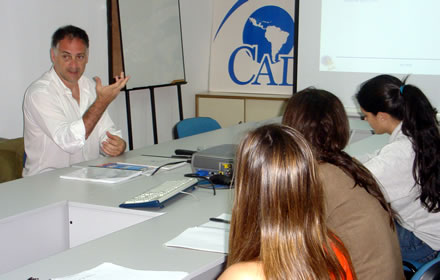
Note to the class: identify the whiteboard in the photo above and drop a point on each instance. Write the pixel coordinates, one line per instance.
(151, 42)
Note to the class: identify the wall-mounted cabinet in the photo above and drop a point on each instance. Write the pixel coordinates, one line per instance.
(233, 108)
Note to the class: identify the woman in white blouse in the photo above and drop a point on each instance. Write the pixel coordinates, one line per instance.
(408, 167)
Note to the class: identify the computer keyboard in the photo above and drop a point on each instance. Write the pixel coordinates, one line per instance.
(157, 195)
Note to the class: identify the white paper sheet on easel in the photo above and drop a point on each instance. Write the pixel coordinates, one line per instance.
(109, 271)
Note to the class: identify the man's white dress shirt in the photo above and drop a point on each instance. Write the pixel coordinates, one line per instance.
(392, 166)
(54, 132)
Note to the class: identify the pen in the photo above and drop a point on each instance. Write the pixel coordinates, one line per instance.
(219, 220)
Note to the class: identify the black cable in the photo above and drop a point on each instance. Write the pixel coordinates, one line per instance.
(194, 175)
(166, 164)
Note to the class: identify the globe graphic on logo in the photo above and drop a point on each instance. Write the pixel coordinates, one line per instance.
(271, 29)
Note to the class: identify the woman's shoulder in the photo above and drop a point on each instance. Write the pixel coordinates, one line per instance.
(334, 177)
(243, 271)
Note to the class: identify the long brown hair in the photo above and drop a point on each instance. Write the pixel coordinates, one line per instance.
(320, 116)
(278, 215)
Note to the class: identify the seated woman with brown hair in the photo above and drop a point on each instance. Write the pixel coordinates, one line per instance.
(278, 228)
(356, 208)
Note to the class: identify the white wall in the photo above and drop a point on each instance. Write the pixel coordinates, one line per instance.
(28, 26)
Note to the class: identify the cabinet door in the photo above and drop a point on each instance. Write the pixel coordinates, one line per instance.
(227, 111)
(263, 109)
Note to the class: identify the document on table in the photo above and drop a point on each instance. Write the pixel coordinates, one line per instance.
(109, 271)
(210, 236)
(101, 175)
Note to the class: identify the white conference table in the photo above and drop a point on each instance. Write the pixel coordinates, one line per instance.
(140, 246)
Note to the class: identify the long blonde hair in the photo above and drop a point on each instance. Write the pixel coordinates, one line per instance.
(278, 213)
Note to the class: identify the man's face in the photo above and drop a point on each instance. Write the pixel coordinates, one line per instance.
(69, 59)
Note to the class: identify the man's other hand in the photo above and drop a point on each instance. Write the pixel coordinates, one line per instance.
(113, 145)
(107, 94)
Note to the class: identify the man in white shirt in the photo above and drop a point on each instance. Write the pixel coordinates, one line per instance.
(65, 118)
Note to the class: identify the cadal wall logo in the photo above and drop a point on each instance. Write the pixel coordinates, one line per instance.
(253, 48)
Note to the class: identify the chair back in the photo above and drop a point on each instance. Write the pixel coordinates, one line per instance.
(429, 271)
(193, 126)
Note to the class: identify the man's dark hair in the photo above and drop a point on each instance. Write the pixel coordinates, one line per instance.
(71, 32)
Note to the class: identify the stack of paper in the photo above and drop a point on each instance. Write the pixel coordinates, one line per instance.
(101, 175)
(211, 236)
(109, 271)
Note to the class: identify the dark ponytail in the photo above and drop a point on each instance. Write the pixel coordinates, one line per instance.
(408, 104)
(320, 116)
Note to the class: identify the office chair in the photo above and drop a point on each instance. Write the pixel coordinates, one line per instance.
(428, 271)
(193, 126)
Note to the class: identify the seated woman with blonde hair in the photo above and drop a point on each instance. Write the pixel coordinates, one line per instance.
(356, 208)
(278, 228)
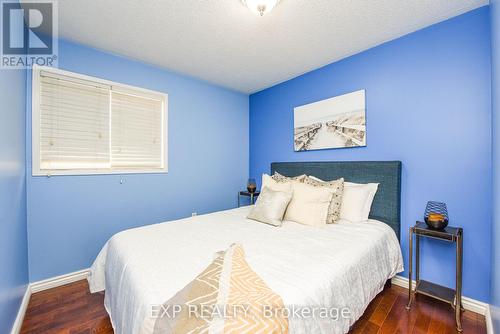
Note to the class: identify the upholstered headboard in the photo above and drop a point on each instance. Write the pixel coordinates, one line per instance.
(386, 205)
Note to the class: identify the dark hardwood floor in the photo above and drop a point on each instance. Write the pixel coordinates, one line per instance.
(71, 309)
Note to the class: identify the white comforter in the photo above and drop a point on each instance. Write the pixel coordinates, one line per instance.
(340, 265)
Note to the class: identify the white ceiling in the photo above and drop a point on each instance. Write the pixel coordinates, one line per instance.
(222, 42)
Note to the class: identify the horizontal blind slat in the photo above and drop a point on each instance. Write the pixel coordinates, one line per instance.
(74, 125)
(136, 131)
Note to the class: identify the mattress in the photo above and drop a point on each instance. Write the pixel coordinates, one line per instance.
(337, 267)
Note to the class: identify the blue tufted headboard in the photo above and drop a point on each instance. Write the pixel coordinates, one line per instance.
(386, 205)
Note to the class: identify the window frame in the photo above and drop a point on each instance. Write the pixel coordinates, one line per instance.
(35, 124)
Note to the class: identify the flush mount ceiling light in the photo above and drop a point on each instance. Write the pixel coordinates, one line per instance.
(260, 7)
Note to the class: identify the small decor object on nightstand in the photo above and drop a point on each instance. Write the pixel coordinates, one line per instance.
(451, 296)
(251, 186)
(436, 215)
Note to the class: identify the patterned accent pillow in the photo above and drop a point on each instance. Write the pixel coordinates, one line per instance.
(281, 178)
(335, 204)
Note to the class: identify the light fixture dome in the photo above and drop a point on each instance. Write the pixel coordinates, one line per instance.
(260, 7)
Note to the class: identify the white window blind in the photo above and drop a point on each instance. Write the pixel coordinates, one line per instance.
(74, 124)
(136, 132)
(87, 126)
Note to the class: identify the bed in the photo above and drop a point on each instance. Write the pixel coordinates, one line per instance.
(340, 266)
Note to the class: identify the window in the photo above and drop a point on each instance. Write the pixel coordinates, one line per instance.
(85, 125)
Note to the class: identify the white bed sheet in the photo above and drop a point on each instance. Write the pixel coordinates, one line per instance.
(340, 265)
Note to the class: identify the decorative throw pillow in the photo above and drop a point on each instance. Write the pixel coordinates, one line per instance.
(270, 183)
(357, 201)
(309, 204)
(335, 204)
(281, 178)
(270, 206)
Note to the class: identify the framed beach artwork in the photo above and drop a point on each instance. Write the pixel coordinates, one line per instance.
(337, 122)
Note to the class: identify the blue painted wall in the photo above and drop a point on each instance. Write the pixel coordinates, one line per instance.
(495, 235)
(71, 217)
(428, 105)
(13, 242)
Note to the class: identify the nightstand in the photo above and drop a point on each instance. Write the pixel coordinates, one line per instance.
(448, 295)
(252, 196)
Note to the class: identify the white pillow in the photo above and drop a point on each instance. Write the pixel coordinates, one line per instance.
(270, 206)
(309, 204)
(357, 201)
(269, 182)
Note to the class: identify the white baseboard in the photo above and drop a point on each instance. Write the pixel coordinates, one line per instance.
(46, 284)
(18, 323)
(59, 280)
(469, 304)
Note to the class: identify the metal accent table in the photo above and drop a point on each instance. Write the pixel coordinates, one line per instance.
(448, 295)
(252, 196)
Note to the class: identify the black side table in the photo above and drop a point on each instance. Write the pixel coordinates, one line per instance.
(450, 296)
(252, 196)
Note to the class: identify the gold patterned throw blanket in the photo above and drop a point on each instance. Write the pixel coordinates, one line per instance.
(227, 297)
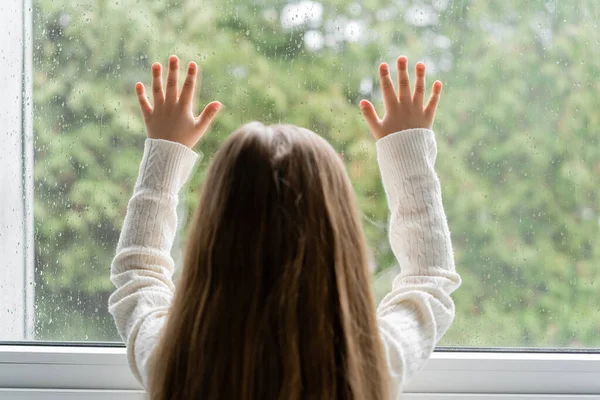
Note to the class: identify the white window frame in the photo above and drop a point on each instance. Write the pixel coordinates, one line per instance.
(74, 371)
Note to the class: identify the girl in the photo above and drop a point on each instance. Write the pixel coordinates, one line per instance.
(275, 299)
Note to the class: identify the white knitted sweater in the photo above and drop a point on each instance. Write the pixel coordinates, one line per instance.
(412, 317)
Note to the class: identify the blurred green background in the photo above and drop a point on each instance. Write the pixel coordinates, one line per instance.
(517, 131)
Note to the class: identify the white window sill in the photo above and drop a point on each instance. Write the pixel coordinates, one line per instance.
(32, 372)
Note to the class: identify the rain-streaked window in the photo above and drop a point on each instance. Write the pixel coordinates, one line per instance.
(517, 131)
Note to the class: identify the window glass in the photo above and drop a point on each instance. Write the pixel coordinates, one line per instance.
(517, 132)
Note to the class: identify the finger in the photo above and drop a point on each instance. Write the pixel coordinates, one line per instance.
(387, 87)
(368, 111)
(158, 96)
(144, 104)
(189, 85)
(207, 116)
(171, 95)
(419, 84)
(434, 99)
(403, 80)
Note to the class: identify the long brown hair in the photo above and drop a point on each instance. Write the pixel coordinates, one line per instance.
(274, 300)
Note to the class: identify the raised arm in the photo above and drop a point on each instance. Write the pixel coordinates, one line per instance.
(418, 311)
(142, 269)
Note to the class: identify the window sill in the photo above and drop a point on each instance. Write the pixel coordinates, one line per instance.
(63, 371)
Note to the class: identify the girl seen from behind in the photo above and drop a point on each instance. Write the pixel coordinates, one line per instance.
(274, 301)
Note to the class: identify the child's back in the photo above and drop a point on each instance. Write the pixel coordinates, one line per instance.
(275, 298)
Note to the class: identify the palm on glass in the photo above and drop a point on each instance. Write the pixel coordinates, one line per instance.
(403, 110)
(171, 116)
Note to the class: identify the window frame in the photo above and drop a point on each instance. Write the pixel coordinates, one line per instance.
(104, 369)
(68, 370)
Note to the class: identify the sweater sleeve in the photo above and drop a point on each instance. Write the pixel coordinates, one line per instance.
(142, 269)
(418, 311)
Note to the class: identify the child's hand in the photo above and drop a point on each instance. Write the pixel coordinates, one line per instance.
(172, 116)
(402, 111)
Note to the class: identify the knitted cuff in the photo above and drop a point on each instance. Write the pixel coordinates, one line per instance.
(406, 153)
(165, 166)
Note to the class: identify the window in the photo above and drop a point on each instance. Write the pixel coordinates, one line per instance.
(517, 131)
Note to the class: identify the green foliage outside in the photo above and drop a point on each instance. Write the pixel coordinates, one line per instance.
(517, 131)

┄┄┄┄┄┄┄┄┄┄

| YOUR GOAL |
Please quote exactly the lines from the one containing "Note to the class: identify the sweater" through the last line of the records above, both included, and nothing else.

| SOLUTION TO THIS EXERCISE |
Note to the class: identify the sweater sleeve in the photo above and drop a point on each instance. Write the pixel coordinates, one line per instance.
(142, 269)
(418, 311)
Note to the class: identify the child's hand in the photo above and drop a point on each instance. Write the pixel coordinates, one line per instance.
(172, 116)
(402, 111)
Note to the class: identify the knitted cuff in the photo above and drop a point on each instance. Write the pixel coordinates, one line per instance.
(406, 153)
(165, 166)
Note to the class: identify the window in the photo above and drop a point on each instance. Write the pixel coordinates, one line per instance.
(517, 131)
Note to the class: identify the green foliage outside in the photo above and drop a point on each instance. Write the pixel coordinates, one line per instance.
(517, 131)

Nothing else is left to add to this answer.